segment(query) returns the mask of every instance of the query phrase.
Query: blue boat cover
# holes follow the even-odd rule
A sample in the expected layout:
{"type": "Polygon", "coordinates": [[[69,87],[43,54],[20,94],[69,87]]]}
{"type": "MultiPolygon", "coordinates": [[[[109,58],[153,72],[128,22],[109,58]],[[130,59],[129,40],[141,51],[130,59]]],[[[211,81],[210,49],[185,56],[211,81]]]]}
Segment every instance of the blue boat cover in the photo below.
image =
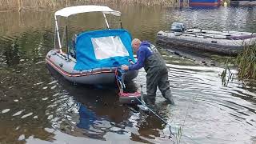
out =
{"type": "Polygon", "coordinates": [[[75,44],[74,70],[116,67],[134,62],[130,34],[124,29],[102,30],[80,34],[75,44]]]}

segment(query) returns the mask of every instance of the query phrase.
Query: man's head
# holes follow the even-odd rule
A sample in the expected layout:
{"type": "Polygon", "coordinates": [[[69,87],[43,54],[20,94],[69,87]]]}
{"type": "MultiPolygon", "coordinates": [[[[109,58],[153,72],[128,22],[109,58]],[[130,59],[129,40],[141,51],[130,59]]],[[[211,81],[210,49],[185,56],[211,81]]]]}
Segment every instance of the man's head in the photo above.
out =
{"type": "Polygon", "coordinates": [[[132,42],[131,42],[131,46],[134,48],[134,51],[137,52],[138,50],[139,46],[141,45],[142,42],[138,39],[138,38],[134,38],[132,42]]]}

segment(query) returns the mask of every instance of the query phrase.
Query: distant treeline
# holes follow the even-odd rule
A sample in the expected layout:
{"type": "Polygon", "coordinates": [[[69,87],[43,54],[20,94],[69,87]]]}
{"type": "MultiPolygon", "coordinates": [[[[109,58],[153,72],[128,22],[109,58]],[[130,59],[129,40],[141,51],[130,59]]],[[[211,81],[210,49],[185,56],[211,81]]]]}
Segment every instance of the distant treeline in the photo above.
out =
{"type": "Polygon", "coordinates": [[[58,9],[77,5],[124,5],[171,6],[178,0],[0,0],[0,10],[26,9],[58,9]]]}

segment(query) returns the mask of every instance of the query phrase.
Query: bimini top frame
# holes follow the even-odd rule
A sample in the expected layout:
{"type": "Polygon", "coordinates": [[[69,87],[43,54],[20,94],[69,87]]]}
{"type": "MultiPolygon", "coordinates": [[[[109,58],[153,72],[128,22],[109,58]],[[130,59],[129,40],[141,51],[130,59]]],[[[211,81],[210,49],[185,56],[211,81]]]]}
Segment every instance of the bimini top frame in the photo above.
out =
{"type": "MultiPolygon", "coordinates": [[[[55,32],[57,32],[57,36],[58,36],[58,46],[60,50],[62,48],[62,44],[61,44],[61,39],[60,39],[60,34],[58,31],[58,16],[61,17],[66,17],[66,19],[68,18],[69,16],[76,14],[80,14],[80,13],[90,13],[90,12],[102,12],[105,22],[106,24],[106,26],[108,29],[110,29],[107,19],[106,18],[106,14],[113,14],[115,16],[121,16],[121,12],[113,10],[112,9],[107,7],[107,6],[70,6],[70,7],[66,7],[62,10],[59,10],[55,12],[54,14],[54,18],[55,18],[55,32]]],[[[120,19],[120,25],[122,27],[122,22],[120,19]]],[[[66,42],[67,42],[67,25],[66,25],[66,42]]],[[[56,38],[56,37],[54,37],[56,38]]],[[[55,40],[54,40],[54,44],[55,44],[55,40]]],[[[55,47],[55,46],[54,46],[55,47]]],[[[67,46],[68,47],[68,46],[67,46]]],[[[56,48],[56,47],[55,47],[56,48]]],[[[69,54],[69,52],[68,52],[69,54]]]]}

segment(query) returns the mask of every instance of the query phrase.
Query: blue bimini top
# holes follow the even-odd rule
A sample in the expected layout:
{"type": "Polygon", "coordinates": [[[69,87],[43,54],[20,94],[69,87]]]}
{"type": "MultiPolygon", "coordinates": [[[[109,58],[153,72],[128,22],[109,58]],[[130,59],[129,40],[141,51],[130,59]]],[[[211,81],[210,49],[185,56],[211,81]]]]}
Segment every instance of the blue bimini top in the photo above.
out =
{"type": "Polygon", "coordinates": [[[124,29],[102,30],[80,34],[76,38],[74,70],[117,67],[134,62],[131,36],[124,29]]]}

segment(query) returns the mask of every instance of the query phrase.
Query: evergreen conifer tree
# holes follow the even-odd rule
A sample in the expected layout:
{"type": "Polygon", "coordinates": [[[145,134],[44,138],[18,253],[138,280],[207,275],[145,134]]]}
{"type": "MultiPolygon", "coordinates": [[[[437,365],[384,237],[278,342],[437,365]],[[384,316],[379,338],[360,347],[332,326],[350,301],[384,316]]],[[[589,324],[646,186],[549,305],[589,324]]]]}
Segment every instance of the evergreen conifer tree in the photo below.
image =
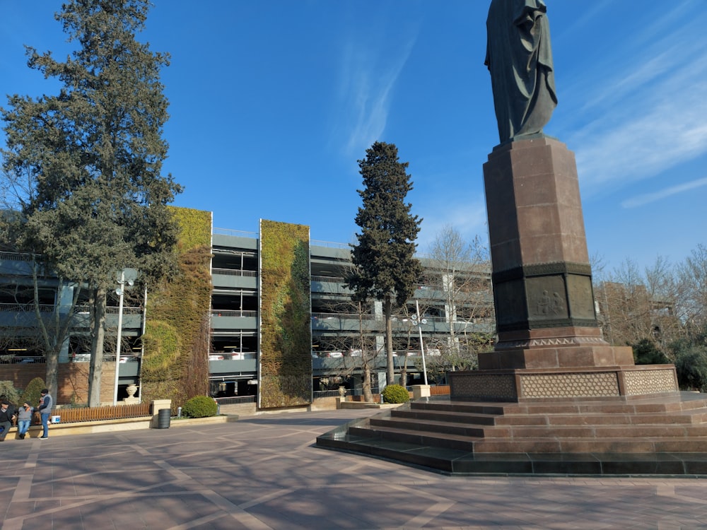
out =
{"type": "MultiPolygon", "coordinates": [[[[169,57],[136,34],[147,0],[69,0],[55,15],[77,49],[65,61],[28,47],[28,65],[59,80],[56,95],[15,95],[2,110],[8,178],[26,186],[18,249],[41,254],[58,276],[88,287],[91,317],[89,405],[99,404],[107,294],[125,267],[145,279],[173,270],[180,193],[161,175],[168,115],[160,71],[169,57]]],[[[20,188],[16,188],[20,189],[20,188]]],[[[47,381],[57,395],[61,343],[49,345],[47,381]]]]}
{"type": "Polygon", "coordinates": [[[363,177],[363,189],[358,190],[363,199],[356,223],[358,243],[351,245],[354,267],[346,285],[354,291],[354,301],[376,300],[382,303],[385,324],[386,377],[387,384],[395,381],[393,365],[393,309],[405,304],[415,292],[422,267],[414,257],[415,240],[422,219],[410,213],[406,203],[412,189],[408,163],[398,159],[395,144],[375,142],[358,160],[363,177]]]}

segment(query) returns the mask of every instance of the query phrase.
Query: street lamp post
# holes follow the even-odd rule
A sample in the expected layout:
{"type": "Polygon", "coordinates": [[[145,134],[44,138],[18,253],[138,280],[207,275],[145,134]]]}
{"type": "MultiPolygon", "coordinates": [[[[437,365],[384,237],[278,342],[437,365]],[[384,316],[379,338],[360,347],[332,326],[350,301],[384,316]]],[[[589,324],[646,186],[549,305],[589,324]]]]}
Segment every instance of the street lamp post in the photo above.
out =
{"type": "Polygon", "coordinates": [[[118,404],[118,367],[120,366],[120,343],[123,338],[123,295],[125,291],[125,284],[132,285],[133,281],[125,280],[125,269],[120,271],[120,279],[118,280],[118,288],[115,294],[119,296],[118,302],[118,338],[115,345],[115,381],[113,385],[113,404],[118,404]]]}
{"type": "Polygon", "coordinates": [[[427,324],[427,319],[422,318],[422,315],[420,314],[420,302],[418,300],[415,300],[415,310],[417,311],[416,314],[412,315],[410,318],[412,319],[412,325],[417,326],[417,331],[420,334],[420,353],[422,354],[422,373],[425,378],[425,384],[427,384],[427,366],[425,365],[425,345],[422,342],[422,324],[427,324]]]}

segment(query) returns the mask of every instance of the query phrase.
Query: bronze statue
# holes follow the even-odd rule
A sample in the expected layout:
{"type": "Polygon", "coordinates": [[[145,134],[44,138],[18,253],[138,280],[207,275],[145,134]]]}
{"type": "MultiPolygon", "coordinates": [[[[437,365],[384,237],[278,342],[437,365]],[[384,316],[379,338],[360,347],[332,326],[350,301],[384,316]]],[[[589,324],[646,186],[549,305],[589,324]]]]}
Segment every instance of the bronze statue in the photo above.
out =
{"type": "Polygon", "coordinates": [[[492,0],[486,65],[501,143],[542,132],[557,106],[550,26],[542,0],[492,0]]]}

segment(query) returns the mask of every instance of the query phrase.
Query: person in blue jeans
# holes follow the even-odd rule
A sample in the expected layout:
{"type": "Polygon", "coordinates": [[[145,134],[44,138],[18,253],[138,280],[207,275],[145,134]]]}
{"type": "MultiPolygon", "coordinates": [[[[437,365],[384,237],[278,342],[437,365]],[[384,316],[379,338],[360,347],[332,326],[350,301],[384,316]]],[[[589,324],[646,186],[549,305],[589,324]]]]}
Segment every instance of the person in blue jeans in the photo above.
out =
{"type": "Polygon", "coordinates": [[[34,411],[35,408],[26,401],[22,404],[22,406],[17,411],[17,434],[20,440],[24,440],[27,435],[27,431],[32,423],[32,414],[34,411]]]}
{"type": "Polygon", "coordinates": [[[40,394],[42,394],[42,397],[40,398],[40,406],[37,407],[40,416],[42,416],[42,436],[40,437],[40,440],[47,440],[49,437],[49,417],[52,414],[52,406],[54,404],[49,390],[42,389],[40,394]]]}

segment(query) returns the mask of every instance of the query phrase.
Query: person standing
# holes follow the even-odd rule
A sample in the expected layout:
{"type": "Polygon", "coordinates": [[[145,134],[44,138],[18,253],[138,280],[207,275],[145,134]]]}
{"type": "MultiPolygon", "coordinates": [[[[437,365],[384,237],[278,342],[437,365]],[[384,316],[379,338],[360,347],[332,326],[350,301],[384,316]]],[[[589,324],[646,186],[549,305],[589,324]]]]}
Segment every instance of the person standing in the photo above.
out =
{"type": "Polygon", "coordinates": [[[0,404],[0,427],[2,428],[2,432],[0,432],[0,442],[5,441],[5,437],[10,432],[12,422],[16,417],[15,407],[4,399],[0,404]]]}
{"type": "Polygon", "coordinates": [[[42,394],[42,397],[40,398],[40,406],[37,407],[42,417],[42,436],[40,437],[40,440],[47,440],[49,437],[49,417],[52,414],[52,406],[54,404],[49,390],[42,389],[40,394],[42,394]]]}
{"type": "Polygon", "coordinates": [[[17,432],[20,435],[20,440],[24,440],[27,431],[32,423],[32,414],[35,411],[35,408],[30,404],[25,401],[17,411],[17,432]]]}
────────
**Job**
Please report each line of the listing above that contains the string "person", treating uppercase and lowercase as different.

**Final result**
Query: person in blue jeans
Segment every instance of the person in blue jeans in the photo above.
Query: person standing
Segment every instance of the person standing in the photo above.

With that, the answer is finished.